• [GIVEN INSTRUCTION] Gather every line in the material below that contains the word "each".

• [MATERIAL FOR THIS TASK]
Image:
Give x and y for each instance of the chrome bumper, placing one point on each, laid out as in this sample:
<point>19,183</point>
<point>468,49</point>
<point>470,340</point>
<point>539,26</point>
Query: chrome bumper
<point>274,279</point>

---

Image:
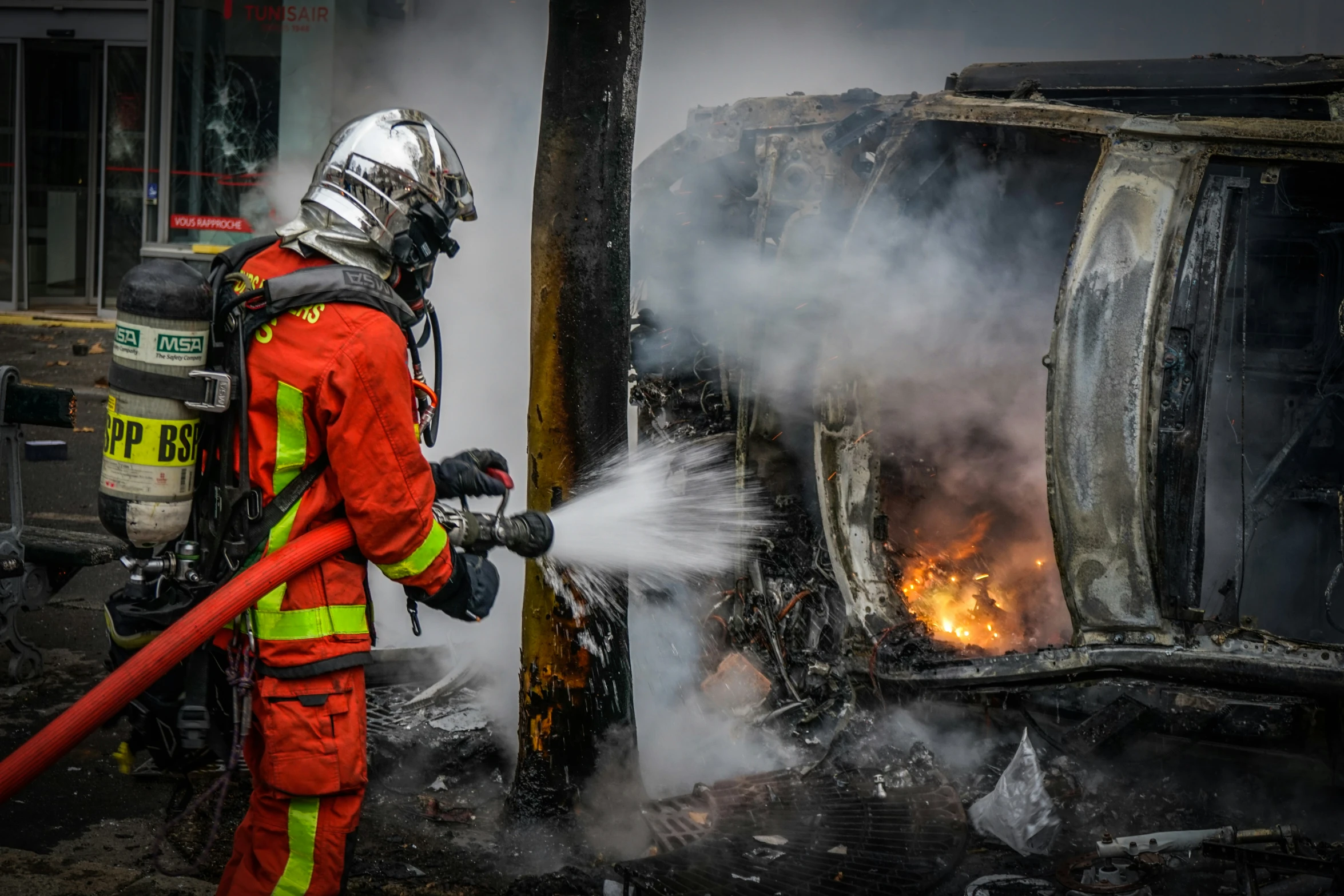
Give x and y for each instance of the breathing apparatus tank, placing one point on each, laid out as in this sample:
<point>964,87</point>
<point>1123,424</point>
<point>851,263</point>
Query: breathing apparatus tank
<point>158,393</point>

• [TASK RESULT]
Give x and y for each instance of the chrome bumper, placing one point on each, laid out as in this sample:
Give x and y for each instance of the breathing apparatus tank, placing one point on each, laid out as in this sample:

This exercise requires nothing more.